YOUR TASK: Every record is to be returned as written, with no omissions.

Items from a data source
┄┄┄┄┄┄┄┄┄┄

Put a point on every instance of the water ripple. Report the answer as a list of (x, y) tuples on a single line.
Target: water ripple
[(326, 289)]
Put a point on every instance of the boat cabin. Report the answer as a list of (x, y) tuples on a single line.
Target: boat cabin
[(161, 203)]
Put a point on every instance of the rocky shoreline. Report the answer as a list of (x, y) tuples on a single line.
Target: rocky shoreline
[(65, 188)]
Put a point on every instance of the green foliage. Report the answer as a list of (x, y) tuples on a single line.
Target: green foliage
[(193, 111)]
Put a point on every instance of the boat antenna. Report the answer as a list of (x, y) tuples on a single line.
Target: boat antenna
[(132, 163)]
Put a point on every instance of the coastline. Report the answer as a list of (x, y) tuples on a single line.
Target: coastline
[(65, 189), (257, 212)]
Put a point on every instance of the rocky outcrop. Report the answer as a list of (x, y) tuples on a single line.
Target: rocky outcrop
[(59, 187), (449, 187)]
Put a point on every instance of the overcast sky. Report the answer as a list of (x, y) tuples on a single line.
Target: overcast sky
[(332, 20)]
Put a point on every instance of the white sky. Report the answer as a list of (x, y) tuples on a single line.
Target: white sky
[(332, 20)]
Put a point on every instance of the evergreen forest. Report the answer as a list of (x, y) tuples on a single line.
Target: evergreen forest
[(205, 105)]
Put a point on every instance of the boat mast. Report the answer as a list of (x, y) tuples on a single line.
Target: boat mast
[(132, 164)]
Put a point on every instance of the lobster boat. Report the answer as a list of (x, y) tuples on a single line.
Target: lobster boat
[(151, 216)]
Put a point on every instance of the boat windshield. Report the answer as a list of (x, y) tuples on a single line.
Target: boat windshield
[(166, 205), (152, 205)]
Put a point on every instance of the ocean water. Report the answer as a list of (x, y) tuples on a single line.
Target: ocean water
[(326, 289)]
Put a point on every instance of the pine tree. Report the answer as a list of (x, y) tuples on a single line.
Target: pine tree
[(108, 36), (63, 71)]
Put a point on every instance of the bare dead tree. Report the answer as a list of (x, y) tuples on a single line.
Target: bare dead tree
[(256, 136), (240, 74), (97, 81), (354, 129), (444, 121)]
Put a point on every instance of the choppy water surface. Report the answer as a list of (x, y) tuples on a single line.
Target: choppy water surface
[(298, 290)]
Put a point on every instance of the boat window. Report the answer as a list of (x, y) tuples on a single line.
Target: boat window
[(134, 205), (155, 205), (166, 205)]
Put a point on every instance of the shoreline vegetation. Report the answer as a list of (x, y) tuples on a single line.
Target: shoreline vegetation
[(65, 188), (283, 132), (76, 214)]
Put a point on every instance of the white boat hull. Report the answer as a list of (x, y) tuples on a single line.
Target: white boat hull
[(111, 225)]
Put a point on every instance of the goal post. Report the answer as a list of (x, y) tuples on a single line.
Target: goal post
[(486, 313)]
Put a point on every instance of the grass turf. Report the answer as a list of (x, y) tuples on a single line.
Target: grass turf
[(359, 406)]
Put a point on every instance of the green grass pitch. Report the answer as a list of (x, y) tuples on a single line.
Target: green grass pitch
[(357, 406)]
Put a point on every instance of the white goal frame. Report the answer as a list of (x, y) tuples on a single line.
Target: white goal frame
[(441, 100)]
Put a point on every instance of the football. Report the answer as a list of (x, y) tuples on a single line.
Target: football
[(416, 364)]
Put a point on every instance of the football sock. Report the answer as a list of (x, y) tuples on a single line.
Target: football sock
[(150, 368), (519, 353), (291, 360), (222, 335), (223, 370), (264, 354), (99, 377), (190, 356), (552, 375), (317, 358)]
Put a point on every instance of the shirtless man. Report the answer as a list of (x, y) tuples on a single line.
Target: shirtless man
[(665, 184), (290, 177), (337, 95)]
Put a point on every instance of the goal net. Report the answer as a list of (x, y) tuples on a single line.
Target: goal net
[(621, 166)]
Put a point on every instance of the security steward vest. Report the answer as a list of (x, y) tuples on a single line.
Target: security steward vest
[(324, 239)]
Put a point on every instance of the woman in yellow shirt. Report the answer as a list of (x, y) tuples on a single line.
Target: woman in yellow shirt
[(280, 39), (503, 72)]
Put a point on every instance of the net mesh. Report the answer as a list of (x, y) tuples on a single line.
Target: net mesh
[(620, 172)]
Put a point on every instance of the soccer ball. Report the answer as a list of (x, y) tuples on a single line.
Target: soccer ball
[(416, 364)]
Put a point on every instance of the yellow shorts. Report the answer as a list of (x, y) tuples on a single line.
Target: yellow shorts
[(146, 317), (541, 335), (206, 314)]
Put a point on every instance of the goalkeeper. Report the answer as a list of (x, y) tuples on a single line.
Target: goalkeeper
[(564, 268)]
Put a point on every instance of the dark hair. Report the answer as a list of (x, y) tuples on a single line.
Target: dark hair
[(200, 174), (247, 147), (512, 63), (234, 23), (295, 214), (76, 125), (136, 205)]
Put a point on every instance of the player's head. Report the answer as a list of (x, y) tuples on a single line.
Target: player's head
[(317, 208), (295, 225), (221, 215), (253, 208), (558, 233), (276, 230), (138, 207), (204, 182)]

┄┄┄┄┄┄┄┄┄┄

EXERCISE OUTPUT:
Put a point on every instance of the water ripple. Report the answer as a list of (x, y) tuples on a single line.
Target: water ripple
[(326, 289)]
Put a point on every instance of the boat cabin. Report the answer as a list of (x, y) tuples on a single line.
Target: boat cabin
[(161, 203)]
Put a point on every instance of the rocky shoreline. Report the answer as a list of (x, y) tuples on a single line.
Target: rocky shoreline
[(65, 188)]
Put a point on every instance of the green foliage. Report the answer as a list of (x, y) tuples on a single line.
Target: green foliage
[(193, 111)]
Put a point on every instance of the boat antenna. Report the answer as a list of (x, y) tuples on a single line.
Target: boat antenna
[(132, 163)]
Put a point on every instance of the coastline. Report the answer as a list of (x, y) tuples on a single line.
Target: coastline
[(65, 189), (257, 212)]
Put a point on every instance of the rocky outcrop. Report the answer as a list of (x, y) tuples on a single line.
Target: rocky outcrop
[(59, 187), (449, 187)]
Put a point on every instance of the overcast sky. Report the answer as a list of (x, y) tuples on a single line.
Target: overcast sky
[(332, 20)]
Put a point on every instance of the white sky. Report the answer as a list of (x, y) tuples on a single line.
Target: white sky
[(332, 20)]
Put a point on every instance of the evergreen forest. Report the answer as a list of (x, y) tuples on a single line.
Target: evergreen forest
[(205, 105)]
Put a point on every instance of the boat mast. Report the answer as a list of (x, y) tuples on a single line.
Target: boat mast
[(132, 164)]
Put a point on every instance of the lobster boat. Report the answer as a list of (x, y) tuples on a single line.
Target: lobster boat
[(151, 216)]
Put a point on every instance of the boat windshield. Report the answer as a list of (x, y) tuples on a single line.
Target: boat windshield
[(166, 205), (152, 205)]
Put a point on every instance of the ocean water. Report the answer as a list of (x, y) tuples on a single line.
Target: ocean water
[(326, 289)]
Put a point on every instance of the pine tree. Report the answer as a list of (x, y) tuples on a single line.
Target: pine tree
[(108, 36), (63, 71)]
Put a point on every instance of the bare dead tree. Report the answer as a list of (x, y) tuples on a single line.
Target: bare dead tree
[(256, 136), (240, 74), (97, 81), (354, 129), (444, 121)]
Put a point on every instance of the choppy water surface. Report the answer as a list of (x, y) tuples on a single line.
Target: choppy water surface
[(298, 290)]
Put a point on every instance of the boat window. Report the answer as a list of (x, y) tuples on a single line.
Target: boat window
[(134, 205), (155, 205), (166, 205)]
Put a point on every instance of the shoreline vegetation. Report the answer as a list of (x, y) tuples on a single line.
Target: shoreline vegetation
[(65, 188), (283, 132), (76, 214)]
Put a point on every instance of the white boat hull. Report the answer as a list of (x, y) tuples on a single line.
Target: white boat hull
[(111, 225)]
Put a point on every instance of the goal post. Report the answer as a list of (x, y) tuples on a single line.
Target: goal post
[(486, 313)]
Put a point on every instance of the grass turf. Report the answer as a list of (x, y) tuples on a single line.
Target: grass turf
[(359, 406)]
Put a point on every instance of the green grass pitch. Report the answer as a list of (x, y) tuples on a single line.
Target: green grass pitch
[(357, 406)]
Put a point on every instance of the white goal frame. Report the answer as a list of (x, y) tuples on a single line.
Target: white goal frame
[(441, 100)]
Put a point on every instance of the football. Report the answer as a list of (x, y) tuples on a single line.
Target: football
[(416, 364)]
Put a point on every instance of the football sock. Report the answer as a list of (x, y) tuples on a single line.
Target: football sock
[(150, 368), (519, 353), (291, 360), (222, 335), (223, 370), (264, 354), (99, 377), (190, 356), (552, 375), (317, 358)]
Put a point on every instance of the shirtless man. Report the answer as a list of (x, y) tuples on a single line.
Target: shirtless man
[(665, 184), (290, 177), (337, 95)]
Put a point on every instance of the goal net. Report the answer as a list of (x, y) tuples on a single line.
Target: goal net
[(621, 166)]
Put a point on every instance of the security steward vest. Report the answer as a list of (x, y) tuples on a single line.
Target: security steward vest
[(324, 239)]
Put a point on every instance of the woman in yellow shirt. Report the answer as a list of (x, y) tuples on a single line.
Target: woman in yellow shirt
[(280, 39), (503, 72)]
Put a point on every instance of the net mesh. Report the answer as a list of (x, y) tuples on a single line.
Target: net mesh
[(620, 172)]
Put a point on every instance of the soccer ball. Report the answer as a list of (x, y) tuples on a single line.
Target: soccer ball
[(416, 364)]
Put a point on every instance of the yellow shorts. Report the answer as a list of (x, y) tuples on a single line.
Target: yellow shorts
[(146, 317), (541, 335), (206, 314)]
Put a point on every instance of the goalkeeper. Report the answer as a list of (x, y) tuples on a single line.
Target: goalkeeper
[(564, 268)]
Put a point on every instance of the dark hair. Report the answer as a list of (x, y) tuples on a single line.
Target: dark hair
[(200, 174), (247, 147), (512, 63), (234, 23), (295, 214), (76, 125), (136, 205)]
Put a point on every instance of the player's head. Report the answer as a list of (x, y) tuples on a single line.
Target: player's head
[(317, 208), (295, 225), (221, 215), (253, 208), (558, 233), (276, 230), (138, 207), (204, 182)]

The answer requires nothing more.